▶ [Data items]
※
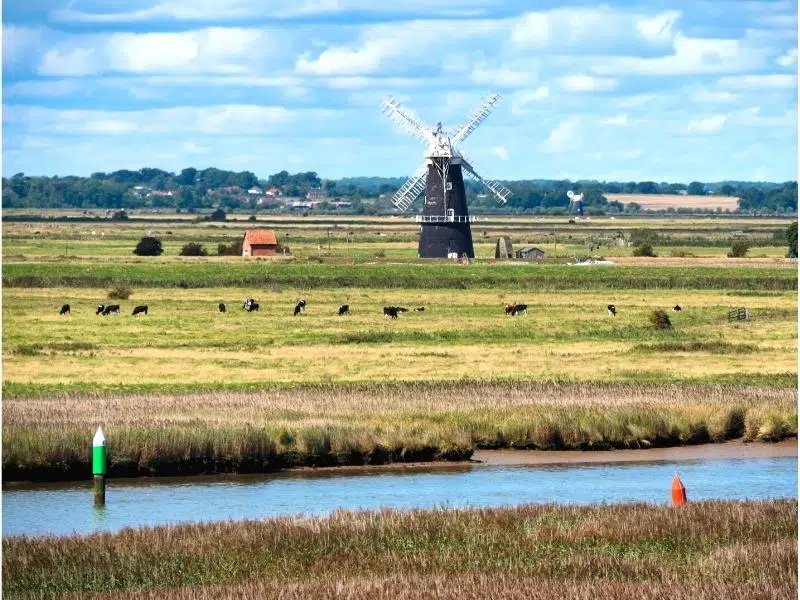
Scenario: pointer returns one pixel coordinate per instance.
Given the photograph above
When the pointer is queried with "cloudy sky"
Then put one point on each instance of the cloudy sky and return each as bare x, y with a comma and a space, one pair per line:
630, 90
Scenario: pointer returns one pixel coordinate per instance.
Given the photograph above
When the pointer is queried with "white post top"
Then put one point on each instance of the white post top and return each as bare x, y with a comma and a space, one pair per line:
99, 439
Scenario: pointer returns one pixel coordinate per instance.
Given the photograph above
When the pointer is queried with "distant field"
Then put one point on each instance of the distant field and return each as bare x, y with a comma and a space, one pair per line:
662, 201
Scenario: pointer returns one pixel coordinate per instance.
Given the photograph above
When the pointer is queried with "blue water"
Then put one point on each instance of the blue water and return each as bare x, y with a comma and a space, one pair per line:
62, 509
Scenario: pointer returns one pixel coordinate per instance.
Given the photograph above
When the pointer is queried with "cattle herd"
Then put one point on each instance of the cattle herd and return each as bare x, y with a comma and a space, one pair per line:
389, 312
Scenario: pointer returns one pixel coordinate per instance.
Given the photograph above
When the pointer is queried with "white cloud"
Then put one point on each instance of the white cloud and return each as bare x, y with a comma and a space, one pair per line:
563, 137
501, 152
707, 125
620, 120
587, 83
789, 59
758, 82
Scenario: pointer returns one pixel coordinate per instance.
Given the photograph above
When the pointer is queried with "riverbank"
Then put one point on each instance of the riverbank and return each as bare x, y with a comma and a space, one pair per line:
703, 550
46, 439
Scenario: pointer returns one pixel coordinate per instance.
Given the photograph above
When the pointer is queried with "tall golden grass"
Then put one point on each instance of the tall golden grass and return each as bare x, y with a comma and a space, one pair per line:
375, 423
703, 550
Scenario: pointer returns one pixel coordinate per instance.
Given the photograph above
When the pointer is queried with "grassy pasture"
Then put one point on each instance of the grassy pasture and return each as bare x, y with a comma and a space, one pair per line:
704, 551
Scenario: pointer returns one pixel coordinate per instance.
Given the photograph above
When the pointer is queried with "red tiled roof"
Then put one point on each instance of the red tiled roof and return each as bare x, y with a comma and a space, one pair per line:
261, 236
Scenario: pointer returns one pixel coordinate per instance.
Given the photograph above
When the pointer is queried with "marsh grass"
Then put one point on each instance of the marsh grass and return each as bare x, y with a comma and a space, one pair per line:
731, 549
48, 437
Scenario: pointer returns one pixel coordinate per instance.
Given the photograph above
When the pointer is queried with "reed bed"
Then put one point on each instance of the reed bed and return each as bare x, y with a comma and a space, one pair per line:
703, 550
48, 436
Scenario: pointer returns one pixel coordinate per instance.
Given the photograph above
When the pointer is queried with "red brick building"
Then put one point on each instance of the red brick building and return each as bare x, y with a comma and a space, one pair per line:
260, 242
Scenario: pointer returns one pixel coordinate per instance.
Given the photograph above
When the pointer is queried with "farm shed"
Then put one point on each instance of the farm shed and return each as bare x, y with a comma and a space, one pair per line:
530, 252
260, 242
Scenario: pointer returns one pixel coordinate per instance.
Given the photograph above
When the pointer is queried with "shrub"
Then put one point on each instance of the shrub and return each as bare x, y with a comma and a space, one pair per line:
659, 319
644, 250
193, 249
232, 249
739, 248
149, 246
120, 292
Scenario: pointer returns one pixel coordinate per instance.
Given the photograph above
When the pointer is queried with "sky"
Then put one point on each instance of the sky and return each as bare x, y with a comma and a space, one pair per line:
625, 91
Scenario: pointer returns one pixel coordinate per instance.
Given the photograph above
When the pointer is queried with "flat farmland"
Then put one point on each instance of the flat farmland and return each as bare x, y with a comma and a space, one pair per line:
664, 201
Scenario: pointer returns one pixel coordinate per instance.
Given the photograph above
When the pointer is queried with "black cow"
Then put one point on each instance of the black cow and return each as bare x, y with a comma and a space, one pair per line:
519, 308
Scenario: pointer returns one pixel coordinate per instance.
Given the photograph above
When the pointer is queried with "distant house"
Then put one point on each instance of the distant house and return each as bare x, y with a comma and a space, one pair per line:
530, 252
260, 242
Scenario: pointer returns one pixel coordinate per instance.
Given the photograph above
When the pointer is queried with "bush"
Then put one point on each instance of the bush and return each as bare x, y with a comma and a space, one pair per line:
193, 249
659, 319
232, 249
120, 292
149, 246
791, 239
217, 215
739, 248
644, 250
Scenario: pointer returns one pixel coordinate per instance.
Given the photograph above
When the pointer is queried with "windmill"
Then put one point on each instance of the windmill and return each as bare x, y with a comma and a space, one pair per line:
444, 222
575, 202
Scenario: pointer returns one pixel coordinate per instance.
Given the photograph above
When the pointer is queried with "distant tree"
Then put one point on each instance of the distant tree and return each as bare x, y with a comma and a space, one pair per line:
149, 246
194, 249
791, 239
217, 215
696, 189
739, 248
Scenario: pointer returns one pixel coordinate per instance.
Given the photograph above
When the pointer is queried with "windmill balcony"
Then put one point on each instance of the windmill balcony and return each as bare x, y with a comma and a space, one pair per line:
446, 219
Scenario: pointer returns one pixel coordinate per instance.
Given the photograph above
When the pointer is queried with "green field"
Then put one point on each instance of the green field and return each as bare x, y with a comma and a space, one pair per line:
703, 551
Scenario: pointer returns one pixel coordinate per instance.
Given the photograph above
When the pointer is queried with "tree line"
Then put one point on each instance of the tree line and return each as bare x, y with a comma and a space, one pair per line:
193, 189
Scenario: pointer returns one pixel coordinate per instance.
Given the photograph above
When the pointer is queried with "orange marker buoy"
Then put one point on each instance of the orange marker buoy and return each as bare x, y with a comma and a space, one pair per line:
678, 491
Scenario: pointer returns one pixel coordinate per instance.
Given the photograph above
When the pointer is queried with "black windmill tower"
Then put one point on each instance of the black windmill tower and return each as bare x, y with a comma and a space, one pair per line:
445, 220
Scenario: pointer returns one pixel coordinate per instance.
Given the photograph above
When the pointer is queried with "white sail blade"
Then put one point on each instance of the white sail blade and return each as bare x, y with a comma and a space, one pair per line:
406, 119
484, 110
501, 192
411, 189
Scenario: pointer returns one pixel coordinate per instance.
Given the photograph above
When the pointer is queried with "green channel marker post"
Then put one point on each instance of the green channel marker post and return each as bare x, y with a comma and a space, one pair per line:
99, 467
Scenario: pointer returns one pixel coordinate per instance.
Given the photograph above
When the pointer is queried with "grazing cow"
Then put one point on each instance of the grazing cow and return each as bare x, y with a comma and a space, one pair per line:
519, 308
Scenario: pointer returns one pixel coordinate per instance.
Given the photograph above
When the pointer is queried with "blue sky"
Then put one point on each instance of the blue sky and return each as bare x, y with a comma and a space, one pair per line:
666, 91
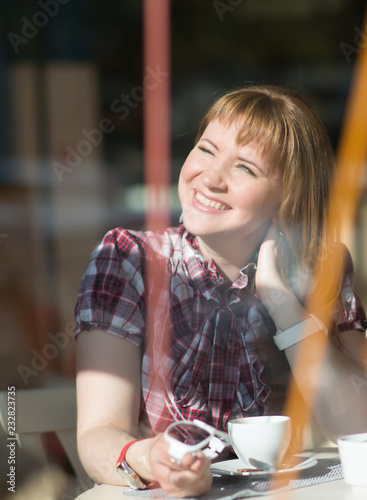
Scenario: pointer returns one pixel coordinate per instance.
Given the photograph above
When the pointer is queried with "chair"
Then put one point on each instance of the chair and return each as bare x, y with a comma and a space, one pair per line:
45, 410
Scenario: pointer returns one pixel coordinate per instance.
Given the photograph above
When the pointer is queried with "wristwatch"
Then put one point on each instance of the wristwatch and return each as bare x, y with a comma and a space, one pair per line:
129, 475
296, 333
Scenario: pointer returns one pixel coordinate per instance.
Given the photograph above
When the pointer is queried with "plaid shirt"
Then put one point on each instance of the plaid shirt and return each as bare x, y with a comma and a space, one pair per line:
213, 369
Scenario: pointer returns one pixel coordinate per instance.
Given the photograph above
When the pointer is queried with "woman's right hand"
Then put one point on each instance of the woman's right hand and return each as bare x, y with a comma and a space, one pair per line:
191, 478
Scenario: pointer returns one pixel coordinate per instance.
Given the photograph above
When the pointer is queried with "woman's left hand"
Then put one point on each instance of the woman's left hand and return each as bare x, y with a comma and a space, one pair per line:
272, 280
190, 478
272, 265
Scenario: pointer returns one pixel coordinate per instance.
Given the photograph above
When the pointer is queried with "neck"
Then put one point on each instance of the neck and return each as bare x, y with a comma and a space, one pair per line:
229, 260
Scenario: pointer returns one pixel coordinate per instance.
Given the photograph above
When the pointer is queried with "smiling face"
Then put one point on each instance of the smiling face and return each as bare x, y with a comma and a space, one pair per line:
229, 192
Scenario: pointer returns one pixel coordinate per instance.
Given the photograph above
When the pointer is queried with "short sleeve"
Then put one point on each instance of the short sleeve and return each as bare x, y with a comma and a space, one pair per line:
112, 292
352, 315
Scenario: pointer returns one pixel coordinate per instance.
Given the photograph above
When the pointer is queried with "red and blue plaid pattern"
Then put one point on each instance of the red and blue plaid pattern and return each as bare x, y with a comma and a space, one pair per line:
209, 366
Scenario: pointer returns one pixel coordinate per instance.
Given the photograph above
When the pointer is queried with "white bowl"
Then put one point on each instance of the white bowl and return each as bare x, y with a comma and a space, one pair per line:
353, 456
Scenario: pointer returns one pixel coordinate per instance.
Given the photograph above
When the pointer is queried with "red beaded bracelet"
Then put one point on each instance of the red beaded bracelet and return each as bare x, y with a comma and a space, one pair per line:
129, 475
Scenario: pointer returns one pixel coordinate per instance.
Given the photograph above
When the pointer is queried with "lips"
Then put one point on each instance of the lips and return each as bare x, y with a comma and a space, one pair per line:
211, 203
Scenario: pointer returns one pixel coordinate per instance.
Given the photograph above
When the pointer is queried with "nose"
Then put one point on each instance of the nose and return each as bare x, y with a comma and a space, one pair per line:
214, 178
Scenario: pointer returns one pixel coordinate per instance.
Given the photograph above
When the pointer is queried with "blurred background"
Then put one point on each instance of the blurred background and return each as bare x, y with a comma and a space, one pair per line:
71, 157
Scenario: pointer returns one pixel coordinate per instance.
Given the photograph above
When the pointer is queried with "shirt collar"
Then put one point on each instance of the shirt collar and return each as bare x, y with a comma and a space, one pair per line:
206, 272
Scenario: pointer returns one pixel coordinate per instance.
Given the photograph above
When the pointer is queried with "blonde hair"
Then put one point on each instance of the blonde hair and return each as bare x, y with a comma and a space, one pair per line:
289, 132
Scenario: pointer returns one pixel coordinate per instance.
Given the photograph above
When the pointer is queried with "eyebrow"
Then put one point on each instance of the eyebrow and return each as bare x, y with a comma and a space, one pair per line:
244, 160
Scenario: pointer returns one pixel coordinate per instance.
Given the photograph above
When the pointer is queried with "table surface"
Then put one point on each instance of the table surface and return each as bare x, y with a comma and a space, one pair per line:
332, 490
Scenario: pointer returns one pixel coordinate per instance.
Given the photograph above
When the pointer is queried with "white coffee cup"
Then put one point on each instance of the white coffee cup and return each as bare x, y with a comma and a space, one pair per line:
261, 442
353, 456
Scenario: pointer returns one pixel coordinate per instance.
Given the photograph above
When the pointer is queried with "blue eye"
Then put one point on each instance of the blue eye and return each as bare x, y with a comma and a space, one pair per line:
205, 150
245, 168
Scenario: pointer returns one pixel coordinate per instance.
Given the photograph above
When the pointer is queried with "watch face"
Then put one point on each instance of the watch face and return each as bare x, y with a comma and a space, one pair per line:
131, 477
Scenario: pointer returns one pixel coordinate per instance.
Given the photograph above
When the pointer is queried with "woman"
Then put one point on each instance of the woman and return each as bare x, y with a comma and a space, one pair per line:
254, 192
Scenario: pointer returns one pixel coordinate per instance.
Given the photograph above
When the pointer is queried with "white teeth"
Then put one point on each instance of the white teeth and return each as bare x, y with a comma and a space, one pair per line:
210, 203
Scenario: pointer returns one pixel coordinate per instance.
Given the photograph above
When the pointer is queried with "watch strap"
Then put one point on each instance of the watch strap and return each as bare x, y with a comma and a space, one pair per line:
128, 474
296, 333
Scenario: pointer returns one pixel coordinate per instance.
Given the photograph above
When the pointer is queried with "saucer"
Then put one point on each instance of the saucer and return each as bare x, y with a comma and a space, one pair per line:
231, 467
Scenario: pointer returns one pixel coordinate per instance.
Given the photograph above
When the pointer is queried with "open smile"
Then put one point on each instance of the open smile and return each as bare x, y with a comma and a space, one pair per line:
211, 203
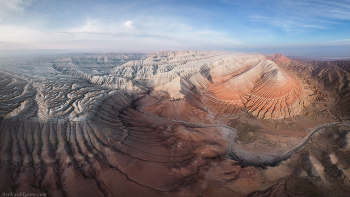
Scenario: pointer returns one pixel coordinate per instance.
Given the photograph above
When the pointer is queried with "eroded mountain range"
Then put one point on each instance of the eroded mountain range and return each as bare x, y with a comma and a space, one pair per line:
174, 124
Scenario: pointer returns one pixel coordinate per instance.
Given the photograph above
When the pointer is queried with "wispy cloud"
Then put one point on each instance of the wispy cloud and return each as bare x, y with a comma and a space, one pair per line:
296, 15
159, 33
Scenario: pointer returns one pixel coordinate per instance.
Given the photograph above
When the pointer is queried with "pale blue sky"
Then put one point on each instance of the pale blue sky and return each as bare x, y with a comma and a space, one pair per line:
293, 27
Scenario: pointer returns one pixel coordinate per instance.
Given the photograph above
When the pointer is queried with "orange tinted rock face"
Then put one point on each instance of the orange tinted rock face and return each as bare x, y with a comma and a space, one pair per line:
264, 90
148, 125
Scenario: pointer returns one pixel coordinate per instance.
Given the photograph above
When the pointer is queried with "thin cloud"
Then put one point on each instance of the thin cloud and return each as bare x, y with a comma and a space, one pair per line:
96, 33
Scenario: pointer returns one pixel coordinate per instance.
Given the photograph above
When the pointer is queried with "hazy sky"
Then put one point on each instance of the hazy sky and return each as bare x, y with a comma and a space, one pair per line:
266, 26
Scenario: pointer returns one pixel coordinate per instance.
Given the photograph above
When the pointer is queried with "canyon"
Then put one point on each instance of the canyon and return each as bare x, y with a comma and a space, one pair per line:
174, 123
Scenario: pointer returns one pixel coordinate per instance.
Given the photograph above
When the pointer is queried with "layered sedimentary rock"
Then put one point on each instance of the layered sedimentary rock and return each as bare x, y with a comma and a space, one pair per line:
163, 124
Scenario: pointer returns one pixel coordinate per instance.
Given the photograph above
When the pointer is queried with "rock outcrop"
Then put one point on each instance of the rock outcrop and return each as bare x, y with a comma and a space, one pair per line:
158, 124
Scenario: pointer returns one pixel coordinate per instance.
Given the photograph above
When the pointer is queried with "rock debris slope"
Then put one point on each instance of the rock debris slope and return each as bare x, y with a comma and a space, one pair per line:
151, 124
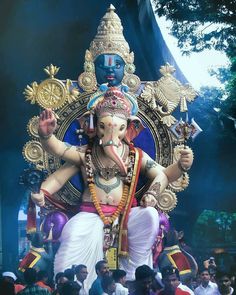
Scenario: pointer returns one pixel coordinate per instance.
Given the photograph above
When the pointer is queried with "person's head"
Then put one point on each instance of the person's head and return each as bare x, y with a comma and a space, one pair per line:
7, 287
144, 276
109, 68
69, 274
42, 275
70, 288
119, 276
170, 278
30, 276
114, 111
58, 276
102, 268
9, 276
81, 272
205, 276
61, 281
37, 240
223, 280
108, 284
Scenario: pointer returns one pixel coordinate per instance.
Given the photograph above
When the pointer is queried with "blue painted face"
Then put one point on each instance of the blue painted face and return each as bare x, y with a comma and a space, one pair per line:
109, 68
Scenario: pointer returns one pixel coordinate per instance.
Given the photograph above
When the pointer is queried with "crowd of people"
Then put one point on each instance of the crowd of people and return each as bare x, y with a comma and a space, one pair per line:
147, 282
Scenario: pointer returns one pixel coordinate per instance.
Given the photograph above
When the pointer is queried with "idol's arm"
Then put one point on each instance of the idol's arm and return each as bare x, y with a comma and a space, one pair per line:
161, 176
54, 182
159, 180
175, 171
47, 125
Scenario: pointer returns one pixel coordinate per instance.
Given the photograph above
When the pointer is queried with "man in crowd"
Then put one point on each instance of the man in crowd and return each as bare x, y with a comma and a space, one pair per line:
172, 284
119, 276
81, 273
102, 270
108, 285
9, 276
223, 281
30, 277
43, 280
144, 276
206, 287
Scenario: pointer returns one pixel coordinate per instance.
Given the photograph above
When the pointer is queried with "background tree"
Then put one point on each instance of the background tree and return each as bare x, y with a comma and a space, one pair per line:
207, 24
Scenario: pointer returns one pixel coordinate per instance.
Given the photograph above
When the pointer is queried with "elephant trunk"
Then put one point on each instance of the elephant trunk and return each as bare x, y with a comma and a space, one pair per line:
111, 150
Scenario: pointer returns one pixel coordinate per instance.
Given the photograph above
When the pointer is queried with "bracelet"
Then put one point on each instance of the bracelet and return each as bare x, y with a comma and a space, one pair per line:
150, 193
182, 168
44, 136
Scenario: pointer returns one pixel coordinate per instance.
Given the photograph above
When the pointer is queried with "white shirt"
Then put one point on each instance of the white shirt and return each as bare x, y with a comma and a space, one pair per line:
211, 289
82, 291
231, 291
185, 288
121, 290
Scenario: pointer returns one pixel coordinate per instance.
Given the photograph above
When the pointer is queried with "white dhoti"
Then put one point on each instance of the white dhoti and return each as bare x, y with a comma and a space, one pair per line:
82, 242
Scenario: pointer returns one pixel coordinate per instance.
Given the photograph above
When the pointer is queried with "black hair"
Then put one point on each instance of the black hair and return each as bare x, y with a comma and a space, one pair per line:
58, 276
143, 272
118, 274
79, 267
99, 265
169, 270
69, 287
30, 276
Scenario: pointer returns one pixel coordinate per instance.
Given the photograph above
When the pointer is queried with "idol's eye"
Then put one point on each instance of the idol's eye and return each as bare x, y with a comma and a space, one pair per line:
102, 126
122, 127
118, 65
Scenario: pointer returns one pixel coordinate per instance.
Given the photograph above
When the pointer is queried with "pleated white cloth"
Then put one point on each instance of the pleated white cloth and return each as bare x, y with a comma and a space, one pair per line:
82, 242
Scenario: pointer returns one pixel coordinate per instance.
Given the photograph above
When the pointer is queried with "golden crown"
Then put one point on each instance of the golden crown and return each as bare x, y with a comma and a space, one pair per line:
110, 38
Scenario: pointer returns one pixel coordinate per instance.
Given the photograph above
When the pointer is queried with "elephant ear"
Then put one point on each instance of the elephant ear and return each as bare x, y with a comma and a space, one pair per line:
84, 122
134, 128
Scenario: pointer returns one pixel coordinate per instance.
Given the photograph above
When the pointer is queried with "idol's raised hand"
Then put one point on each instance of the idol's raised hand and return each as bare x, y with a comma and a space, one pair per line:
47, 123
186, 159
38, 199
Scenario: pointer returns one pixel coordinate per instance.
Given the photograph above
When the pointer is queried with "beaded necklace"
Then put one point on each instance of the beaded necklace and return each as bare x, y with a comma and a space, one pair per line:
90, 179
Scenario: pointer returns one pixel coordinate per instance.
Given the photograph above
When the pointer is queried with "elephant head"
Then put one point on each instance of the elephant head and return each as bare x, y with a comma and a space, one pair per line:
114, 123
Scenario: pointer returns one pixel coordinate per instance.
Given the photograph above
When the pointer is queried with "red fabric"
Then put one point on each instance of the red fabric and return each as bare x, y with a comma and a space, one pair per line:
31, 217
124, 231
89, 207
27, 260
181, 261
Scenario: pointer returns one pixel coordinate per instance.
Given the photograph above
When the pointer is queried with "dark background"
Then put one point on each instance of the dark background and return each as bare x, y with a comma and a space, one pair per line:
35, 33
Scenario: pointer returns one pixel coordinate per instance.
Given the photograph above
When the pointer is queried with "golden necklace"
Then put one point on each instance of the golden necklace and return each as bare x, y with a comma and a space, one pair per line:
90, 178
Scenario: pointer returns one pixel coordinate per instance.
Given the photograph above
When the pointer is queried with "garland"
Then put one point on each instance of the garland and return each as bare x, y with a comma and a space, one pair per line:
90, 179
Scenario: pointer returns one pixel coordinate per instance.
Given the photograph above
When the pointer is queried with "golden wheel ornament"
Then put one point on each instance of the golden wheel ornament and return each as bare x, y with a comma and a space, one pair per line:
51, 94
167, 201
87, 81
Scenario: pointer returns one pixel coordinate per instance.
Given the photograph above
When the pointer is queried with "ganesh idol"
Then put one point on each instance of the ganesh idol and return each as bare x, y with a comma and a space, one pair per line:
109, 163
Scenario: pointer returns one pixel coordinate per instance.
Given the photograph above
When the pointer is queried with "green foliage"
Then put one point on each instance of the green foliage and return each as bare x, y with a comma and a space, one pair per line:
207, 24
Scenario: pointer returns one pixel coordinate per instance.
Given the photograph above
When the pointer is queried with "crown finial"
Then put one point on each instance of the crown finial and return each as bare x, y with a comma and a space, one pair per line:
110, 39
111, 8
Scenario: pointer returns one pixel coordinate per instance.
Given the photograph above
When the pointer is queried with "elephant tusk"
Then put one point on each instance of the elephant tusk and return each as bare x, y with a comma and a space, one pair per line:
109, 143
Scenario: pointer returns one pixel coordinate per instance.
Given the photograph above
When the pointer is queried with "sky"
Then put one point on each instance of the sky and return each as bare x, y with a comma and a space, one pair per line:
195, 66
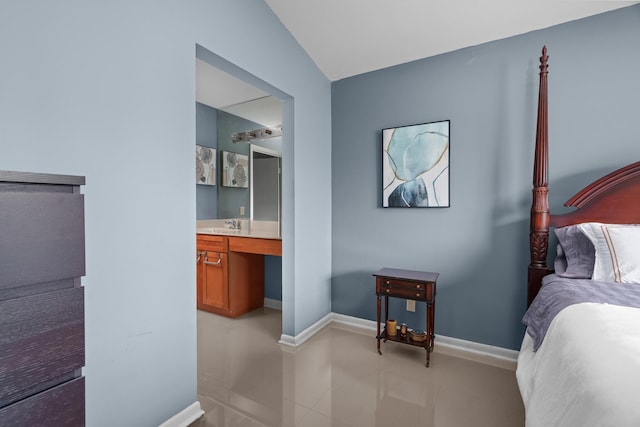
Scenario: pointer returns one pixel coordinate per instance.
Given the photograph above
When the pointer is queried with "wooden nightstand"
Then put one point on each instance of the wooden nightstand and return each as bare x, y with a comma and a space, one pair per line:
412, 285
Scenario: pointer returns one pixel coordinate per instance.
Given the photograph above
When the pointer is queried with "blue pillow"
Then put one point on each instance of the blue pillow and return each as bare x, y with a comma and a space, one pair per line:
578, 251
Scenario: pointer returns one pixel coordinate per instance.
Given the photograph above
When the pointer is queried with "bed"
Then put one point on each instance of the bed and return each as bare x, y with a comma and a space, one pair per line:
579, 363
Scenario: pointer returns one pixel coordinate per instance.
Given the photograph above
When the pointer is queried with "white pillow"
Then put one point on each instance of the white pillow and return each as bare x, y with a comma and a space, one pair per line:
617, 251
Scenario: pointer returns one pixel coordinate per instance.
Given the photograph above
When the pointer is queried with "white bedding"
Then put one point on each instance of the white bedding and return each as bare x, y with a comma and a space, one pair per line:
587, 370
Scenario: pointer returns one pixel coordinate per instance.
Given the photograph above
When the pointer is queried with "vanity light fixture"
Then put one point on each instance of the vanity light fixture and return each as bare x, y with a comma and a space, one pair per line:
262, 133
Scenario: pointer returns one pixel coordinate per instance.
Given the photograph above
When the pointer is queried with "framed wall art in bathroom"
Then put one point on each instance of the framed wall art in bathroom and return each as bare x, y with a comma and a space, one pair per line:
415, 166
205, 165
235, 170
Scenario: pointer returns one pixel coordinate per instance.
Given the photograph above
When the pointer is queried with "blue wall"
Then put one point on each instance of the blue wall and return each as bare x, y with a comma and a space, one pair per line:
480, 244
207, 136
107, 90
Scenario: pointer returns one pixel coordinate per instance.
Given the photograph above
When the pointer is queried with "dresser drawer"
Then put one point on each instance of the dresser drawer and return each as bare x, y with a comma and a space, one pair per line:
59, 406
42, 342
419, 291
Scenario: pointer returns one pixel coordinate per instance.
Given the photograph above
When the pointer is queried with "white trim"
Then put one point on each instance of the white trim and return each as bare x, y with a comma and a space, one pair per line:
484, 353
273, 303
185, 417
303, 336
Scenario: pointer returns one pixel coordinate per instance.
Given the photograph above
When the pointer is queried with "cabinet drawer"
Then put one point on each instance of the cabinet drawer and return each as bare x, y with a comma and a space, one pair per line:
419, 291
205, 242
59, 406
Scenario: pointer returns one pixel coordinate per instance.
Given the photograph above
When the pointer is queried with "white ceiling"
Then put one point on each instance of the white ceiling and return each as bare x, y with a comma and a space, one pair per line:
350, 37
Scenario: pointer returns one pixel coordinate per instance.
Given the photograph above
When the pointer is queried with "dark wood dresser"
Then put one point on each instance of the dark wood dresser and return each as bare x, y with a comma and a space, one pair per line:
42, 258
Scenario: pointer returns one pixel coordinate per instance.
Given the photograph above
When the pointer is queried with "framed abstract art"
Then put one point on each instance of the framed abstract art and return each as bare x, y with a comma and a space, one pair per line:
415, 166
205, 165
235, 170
※
▶ [EXERCISE OBJECTIVE] Identify every line in the data items above that contains the word "sedimentary", and reproduce each such line in full. Matching is case-sensitive.

▶ [EXERCISE OUTPUT]
When the pointer is queried with "layered sedimentary rock"
Then put one point on each instance of the layered sedimentary rock and return each as bare x, y with a comma and a space, one pair per line:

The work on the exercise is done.